*Task description*.
Please reproduce every one of the records below word for word, changing nothing.

*Entries*.
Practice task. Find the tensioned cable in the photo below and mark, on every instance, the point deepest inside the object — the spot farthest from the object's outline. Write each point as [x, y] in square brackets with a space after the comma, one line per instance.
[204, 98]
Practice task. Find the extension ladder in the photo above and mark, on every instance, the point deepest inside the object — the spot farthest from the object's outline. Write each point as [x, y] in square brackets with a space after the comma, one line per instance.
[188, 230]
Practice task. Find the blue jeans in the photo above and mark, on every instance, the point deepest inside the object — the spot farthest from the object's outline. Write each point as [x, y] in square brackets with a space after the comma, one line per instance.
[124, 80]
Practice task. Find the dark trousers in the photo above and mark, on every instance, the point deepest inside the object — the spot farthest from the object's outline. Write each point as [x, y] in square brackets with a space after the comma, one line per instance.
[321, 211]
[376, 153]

*Exercise answer*.
Practice task. Find the tensioned cable in the photo below and mark, on every instance, the point deepest inside the object — the spot farthest from the object's outline. Write each point as [x, y] in square brackets with a space after the comma, one line per instance.
[204, 98]
Practice task. Find the extension ladder in the photo above and mark, on every instance, the point deepest inside the object — the spot farthest from the object's outline. Write each point as [x, y] in square brackets with a space after the comma, one line per instance.
[188, 230]
Practice task. Find the blue jeans in the photo above and mark, on every instance, the point deepest inside the object — the spot farthest from the object's outline. Write each point as [x, y] in square brackets with a space after the comma, one line per instance.
[124, 80]
Practice task. Find the dark trousers in the photo above and mark, on every instance, the point deepest inside the object — the spot farthest from the object's outline. Write each point as [x, y] in square brackets with a space after the comma, one line per instance.
[321, 211]
[376, 153]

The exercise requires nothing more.